● VORGEGEBENER TEXT

# So schön ist Kurt Cobains Tochter Frances Bean ! + pics (9x)



## Mandalorianer (6 Aug. 2011)

*So schön ist Kurt Cobains Tochter Frances Bean !!!
​*

Dieses Mädchen ist fleischgewordener Rock’n'Roll. Ihr Vater ist Grunge-Legende Kurt Cobain,
ihre Mutter die Skandalsängerin Courtney Love. Ihr Look ist düster...


Eine junge, selbstbewusste Frau blickt aus den Bildern von Fotograf Hedi Slimane.
In ihrem Gesicht vereinen sich die Züge ihrer berühmten Eltern – die Augen ihres Vaters, 
die weich geschwungenen Lippen der Mutter. Frances Bean Cobain (18) ist erwachsen geworden 
und zu einer wunderschönen Frau obendrein.



 

 

 

 

 

 

 

 

​

Aber abgesehen vom genetischen Vermächtnis: Wie viel Rock'n'Roll steckt wirklich in der coolsten Tochter der Welt ?

● ANGEZEIGTE DATEN
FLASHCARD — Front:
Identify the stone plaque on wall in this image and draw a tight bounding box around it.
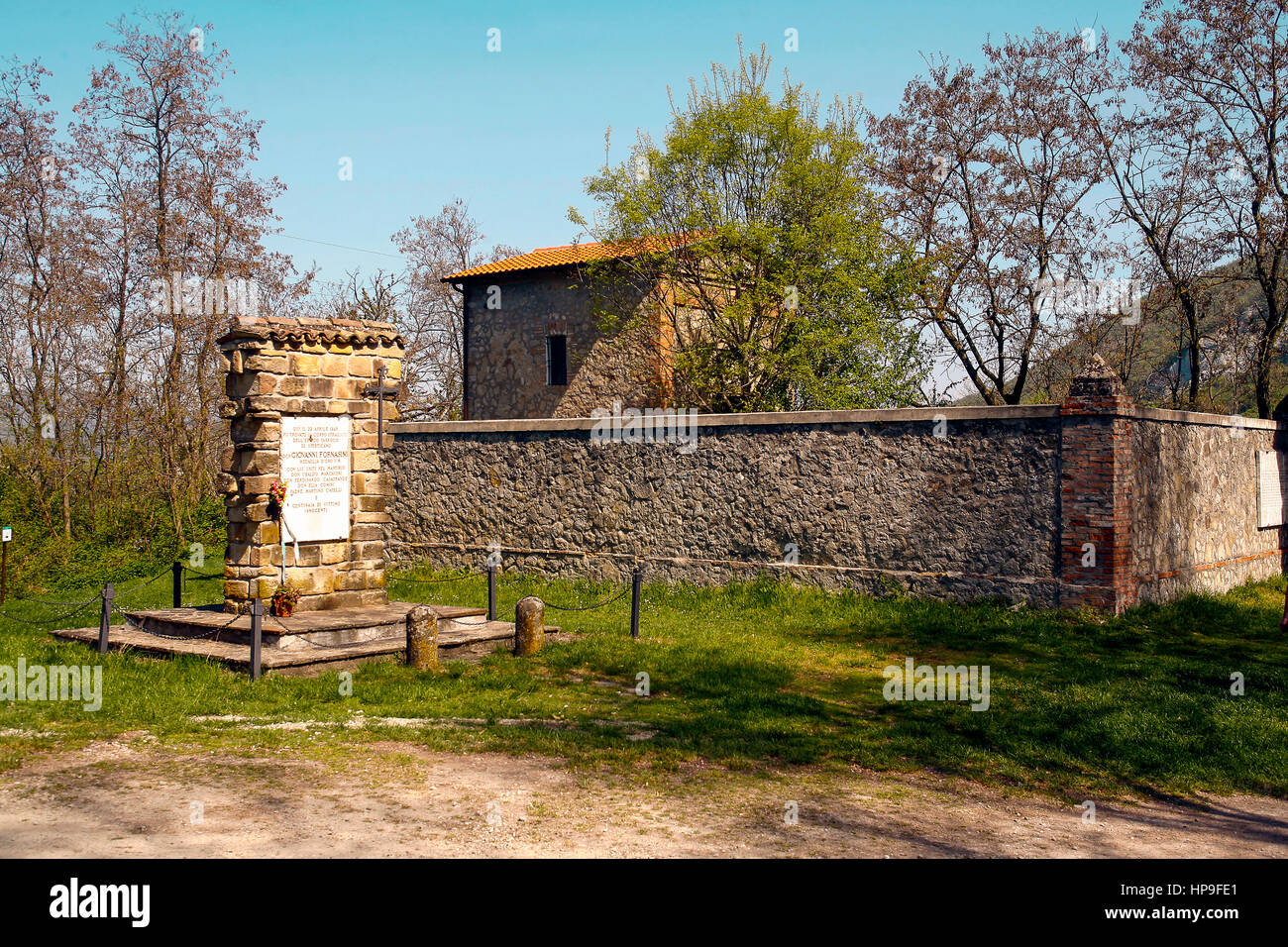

● AUFGABE
Gib aus dem Text über Frances Bean Cobain das Stück wörtlich wieder, das mit den Worten „In ihrem Gesicht“ anfängt und mit „wunderschönen Frau obendrein.“ aufhört.

● ANTWORT
In ihrem Gesicht vereinen sich die Züge ihrer berühmten Eltern – die Augen ihres Vaters, 
die weich geschwungenen Lippen der Mutter. Frances Bean Cobain (18) ist erwachsen geworden 
und zu einer wunderschönen Frau obendrein.